Task statement:
Without changing a character, return the entries, but not the images they hold.

Study material:
------------------------

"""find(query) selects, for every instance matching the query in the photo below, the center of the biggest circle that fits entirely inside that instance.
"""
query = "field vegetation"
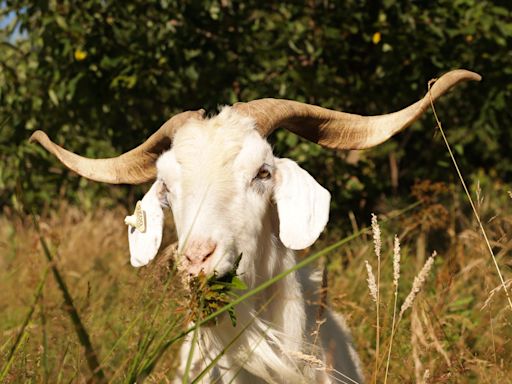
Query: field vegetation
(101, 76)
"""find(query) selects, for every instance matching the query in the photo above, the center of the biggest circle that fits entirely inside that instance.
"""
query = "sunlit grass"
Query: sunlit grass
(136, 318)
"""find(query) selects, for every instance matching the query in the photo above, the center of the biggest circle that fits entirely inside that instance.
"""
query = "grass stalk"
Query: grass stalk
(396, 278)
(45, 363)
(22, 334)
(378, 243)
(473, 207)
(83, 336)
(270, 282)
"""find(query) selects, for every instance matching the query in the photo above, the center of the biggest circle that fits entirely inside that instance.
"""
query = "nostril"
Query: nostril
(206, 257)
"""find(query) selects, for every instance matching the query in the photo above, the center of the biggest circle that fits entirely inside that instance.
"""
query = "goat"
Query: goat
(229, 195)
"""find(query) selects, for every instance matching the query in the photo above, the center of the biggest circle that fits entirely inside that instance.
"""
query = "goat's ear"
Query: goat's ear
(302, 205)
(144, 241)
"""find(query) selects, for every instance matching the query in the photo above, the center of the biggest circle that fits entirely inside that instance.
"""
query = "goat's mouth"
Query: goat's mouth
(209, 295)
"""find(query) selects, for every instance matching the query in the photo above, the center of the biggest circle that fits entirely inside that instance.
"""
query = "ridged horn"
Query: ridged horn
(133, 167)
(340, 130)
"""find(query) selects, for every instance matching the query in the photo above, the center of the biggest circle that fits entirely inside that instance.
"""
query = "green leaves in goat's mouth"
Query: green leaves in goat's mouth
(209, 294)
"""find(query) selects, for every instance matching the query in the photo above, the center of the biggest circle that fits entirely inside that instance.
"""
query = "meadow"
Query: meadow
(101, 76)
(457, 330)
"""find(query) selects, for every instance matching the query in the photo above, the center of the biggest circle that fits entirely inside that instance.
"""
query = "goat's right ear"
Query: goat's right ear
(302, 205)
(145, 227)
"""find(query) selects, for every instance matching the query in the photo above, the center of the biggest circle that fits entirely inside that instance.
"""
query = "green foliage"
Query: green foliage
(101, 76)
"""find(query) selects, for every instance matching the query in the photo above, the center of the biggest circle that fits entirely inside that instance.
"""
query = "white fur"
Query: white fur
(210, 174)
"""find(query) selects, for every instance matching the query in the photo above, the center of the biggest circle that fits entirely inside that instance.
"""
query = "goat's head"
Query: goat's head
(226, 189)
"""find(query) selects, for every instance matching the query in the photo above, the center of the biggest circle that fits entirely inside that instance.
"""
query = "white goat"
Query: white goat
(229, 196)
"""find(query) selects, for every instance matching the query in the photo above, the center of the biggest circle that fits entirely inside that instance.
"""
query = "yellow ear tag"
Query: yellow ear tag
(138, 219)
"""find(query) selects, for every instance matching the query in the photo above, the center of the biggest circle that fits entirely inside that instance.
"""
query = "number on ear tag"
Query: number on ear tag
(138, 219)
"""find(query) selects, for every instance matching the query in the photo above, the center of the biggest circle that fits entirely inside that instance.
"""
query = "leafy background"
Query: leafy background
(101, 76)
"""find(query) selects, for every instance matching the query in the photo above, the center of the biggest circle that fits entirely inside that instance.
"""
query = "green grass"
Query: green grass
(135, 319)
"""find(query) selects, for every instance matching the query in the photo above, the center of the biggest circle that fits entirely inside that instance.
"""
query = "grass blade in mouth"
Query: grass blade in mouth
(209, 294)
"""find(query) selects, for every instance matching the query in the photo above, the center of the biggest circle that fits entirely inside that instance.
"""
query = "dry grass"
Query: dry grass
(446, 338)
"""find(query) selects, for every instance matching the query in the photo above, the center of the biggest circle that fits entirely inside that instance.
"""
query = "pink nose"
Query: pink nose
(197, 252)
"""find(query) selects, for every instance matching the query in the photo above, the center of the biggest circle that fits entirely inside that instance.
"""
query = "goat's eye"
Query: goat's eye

------------------------

Exercise answer:
"""find(query) selects, for every instance matching the query in the photo below, the center of the biggest circle that fits entirely inside that instance.
"""
query = "field vegetation"
Query: field vegetation
(101, 76)
"""find(query) selects, for every instance matching the query in the photo above, the center of the biggest circle that fits entirely inside that instance.
"""
query = "sunlit grass"
Query: sunlit grass
(136, 318)
"""find(query) selects, for every instance matching the query in the photo above, the center of the biggest circle that fits entirely inside that instance.
"""
query = "grass stalk"
Query: grass stalk
(396, 278)
(45, 363)
(22, 334)
(378, 243)
(473, 207)
(83, 336)
(270, 282)
"""find(query) selects, for every instance matching the query in the photo above, the center of the biggest circle that fits entirely inside that instance.
"""
query = "nostril"
Query: nostril
(206, 257)
"""find(query) selects, for every instance matching the query in the photo above, the center of the biggest circle that fits entirely inside that instance.
"""
query = "goat"
Query: goat
(229, 195)
"""find(query) selects, for every instance matching the query in the photo above, the center of the biggest circle that fits entirely inside that instance.
"""
query = "goat's ear"
Query: goat's ear
(302, 205)
(144, 241)
"""find(query) selects, for every instance matching the query in the photo above, the center of the biggest circle that fits entirely inside that instance.
"""
query = "goat's mouth"
Query: goat's mouth
(209, 295)
"""find(query) selects, for every instance matching the query in the photo above, the center of the biggest circle that fits entirely inside that instance.
"""
query = "ridged horn"
Query: ridged horn
(133, 167)
(340, 130)
"""find(query) selects, for every instance matching the query in the photo above, the center of the biggest circle that fits entirely inside that instance.
"""
query = "green leaves in goat's mouth"
Query: green leaves in goat's mouth
(209, 294)
"""find(query) selects, for every instance matching the query in the photo above, the center of the biggest circle that fits entirely inside that instance.
"""
query = "meadow"
Query: meadow
(101, 76)
(457, 330)
"""find(query) selects, for every instance matching the query in the photo above, the center of the biggest circle that fits entirely inside that instance.
"""
query = "goat's right ear"
Query: goat's right ear
(302, 205)
(145, 227)
"""find(query) selects, for every instance matching the query in the photo above, the center of the biggest circle that fits entirely inside that instance.
"""
query = "green foliage"
Query: green foliage
(101, 76)
"""find(query) selects, for every instance matching the query in the photo above, the center of the biggest circle that fits entirely inside that instance.
"""
query = "white fur"
Query: white fur
(210, 174)
"""find(query) selects, for every instance matching the query in the photo above, the center of the biggest circle that fits entirely inside that instance.
"""
query = "goat's head"
Query: goat's head
(226, 189)
"""find(query) selects, for every instance matching the query in the photo above, the center of the biggest circle that fits entirely inside that instance.
"""
query = "white goat"
Query: white goat
(229, 196)
"""find(query) selects, for every instance matching the query in the photo above, the center of the biggest circle that fits entirely inside that instance.
"""
query = "yellow ear tag"
Query: yellow ear tag
(138, 219)
"""find(query) selects, for every instance matching the query in the photo above, the center of the biggest circle that fits entirely inside that instance.
"""
query = "number on ear tag"
Query: number on ear tag
(138, 219)
"""find(query) selects, for every instance matching the query in the photo above, the center of the biggest circle that fits entirely inside that instance.
"""
query = "leafy background"
Query: leafy background
(101, 76)
"""find(query) selects, for every instance matching the query in the photo above, the center of the biggest circle that fits entirely inside that instance.
"""
query = "green grass"
Query: green grass
(135, 319)
"""find(query) selects, for every instance matching the query in the photo above, the center of the biggest circle that fits entirely inside that instance.
"""
query = "grass blade in mouth"
Query: grass blade in mouth
(209, 294)
"""find(query) selects, for every instance matching the query in the photo above, the center of the biggest circle that fits entirely inside that instance.
"""
query = "dry grass"
Query: dry grass
(446, 338)
"""find(query) selects, for every instance matching the query in the photo above, the center of the biggest circle that fits entirely inside that instance.
"""
query = "pink nose"
Query: pink nose
(197, 252)
"""find(query) selects, for every instance matching the query in the photo above, the center of the biggest circle that fits entirely inside that instance.
"""
query = "goat's eye"
Query: goat's eye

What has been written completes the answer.